▸ **Goal of the exercise**
Reproduce only the lines between the one holding "(format x=102, y=66)" and the one holding "x=367, y=159", inclusive, with the requests included. Multiply each coordinate in the answers by 1.45 and round it to a whole number, halves up, leaving the numbers in the requests and their format samples unchanged.

▸ **Listed entries**
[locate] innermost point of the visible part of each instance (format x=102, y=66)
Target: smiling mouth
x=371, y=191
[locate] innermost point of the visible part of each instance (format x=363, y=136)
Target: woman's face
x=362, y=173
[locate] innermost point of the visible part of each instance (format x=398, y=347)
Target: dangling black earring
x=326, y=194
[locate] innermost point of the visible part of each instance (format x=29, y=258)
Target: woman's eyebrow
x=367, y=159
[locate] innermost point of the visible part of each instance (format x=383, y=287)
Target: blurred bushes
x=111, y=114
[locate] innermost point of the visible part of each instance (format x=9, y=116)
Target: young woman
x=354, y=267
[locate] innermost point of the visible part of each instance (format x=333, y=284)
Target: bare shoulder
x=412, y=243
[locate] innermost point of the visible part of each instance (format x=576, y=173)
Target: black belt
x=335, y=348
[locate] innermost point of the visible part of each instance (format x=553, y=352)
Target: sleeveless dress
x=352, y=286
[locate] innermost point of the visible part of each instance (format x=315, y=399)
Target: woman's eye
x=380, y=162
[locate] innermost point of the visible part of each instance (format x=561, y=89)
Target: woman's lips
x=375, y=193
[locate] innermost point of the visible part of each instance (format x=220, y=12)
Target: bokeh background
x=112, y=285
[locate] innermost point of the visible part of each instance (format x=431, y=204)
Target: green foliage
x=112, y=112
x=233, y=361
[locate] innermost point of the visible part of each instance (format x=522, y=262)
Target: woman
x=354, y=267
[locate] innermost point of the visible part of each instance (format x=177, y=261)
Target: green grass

==

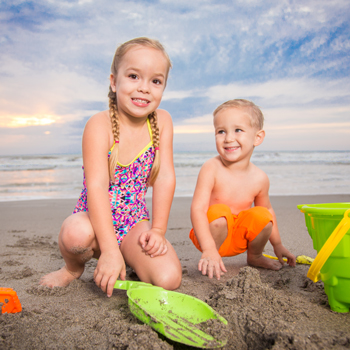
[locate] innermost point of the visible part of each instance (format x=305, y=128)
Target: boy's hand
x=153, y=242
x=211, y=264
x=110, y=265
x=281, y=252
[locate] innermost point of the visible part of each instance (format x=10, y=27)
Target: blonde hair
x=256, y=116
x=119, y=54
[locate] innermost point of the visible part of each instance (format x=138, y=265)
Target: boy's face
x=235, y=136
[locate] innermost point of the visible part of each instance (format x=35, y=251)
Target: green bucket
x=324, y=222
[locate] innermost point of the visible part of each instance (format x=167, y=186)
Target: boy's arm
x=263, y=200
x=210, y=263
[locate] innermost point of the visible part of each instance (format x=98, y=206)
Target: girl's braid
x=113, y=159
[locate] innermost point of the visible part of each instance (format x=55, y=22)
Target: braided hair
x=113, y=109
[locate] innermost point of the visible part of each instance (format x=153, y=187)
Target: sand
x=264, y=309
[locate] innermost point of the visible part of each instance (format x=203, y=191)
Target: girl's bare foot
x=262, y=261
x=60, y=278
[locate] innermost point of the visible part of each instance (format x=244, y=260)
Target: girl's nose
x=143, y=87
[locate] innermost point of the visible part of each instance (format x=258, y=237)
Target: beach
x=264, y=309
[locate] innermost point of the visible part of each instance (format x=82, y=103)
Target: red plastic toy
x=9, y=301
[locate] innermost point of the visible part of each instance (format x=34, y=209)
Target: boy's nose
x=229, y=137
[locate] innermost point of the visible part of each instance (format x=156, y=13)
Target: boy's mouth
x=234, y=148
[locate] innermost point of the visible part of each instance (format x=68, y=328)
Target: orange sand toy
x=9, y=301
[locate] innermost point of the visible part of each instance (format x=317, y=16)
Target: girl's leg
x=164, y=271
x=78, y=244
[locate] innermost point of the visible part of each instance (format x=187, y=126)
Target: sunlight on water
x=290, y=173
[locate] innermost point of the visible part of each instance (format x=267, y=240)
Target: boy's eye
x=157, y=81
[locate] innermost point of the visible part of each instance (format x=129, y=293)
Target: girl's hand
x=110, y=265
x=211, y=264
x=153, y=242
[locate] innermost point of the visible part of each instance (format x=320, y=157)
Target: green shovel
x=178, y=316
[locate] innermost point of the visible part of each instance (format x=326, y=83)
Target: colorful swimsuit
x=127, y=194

==

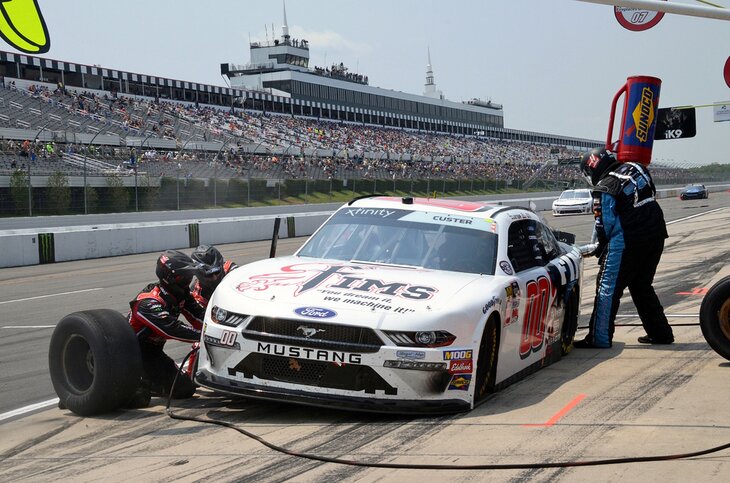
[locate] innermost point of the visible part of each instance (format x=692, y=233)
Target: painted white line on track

▸ **Complete response**
[locate] innermost point of the visible part of each instance (format x=102, y=66)
Target: smiling mouth
x=538, y=277
[locate] innermost point of the visible part of each instance (format x=363, y=136)
Target: woman's face
x=525, y=251
[locate] innermost point of the visible part of each instance (format x=398, y=347)
Target: dangling black earring
x=473, y=281
[locate] innermost point of the visible part of each instance (format x=29, y=258)
Target: woman's eyebrow
x=532, y=231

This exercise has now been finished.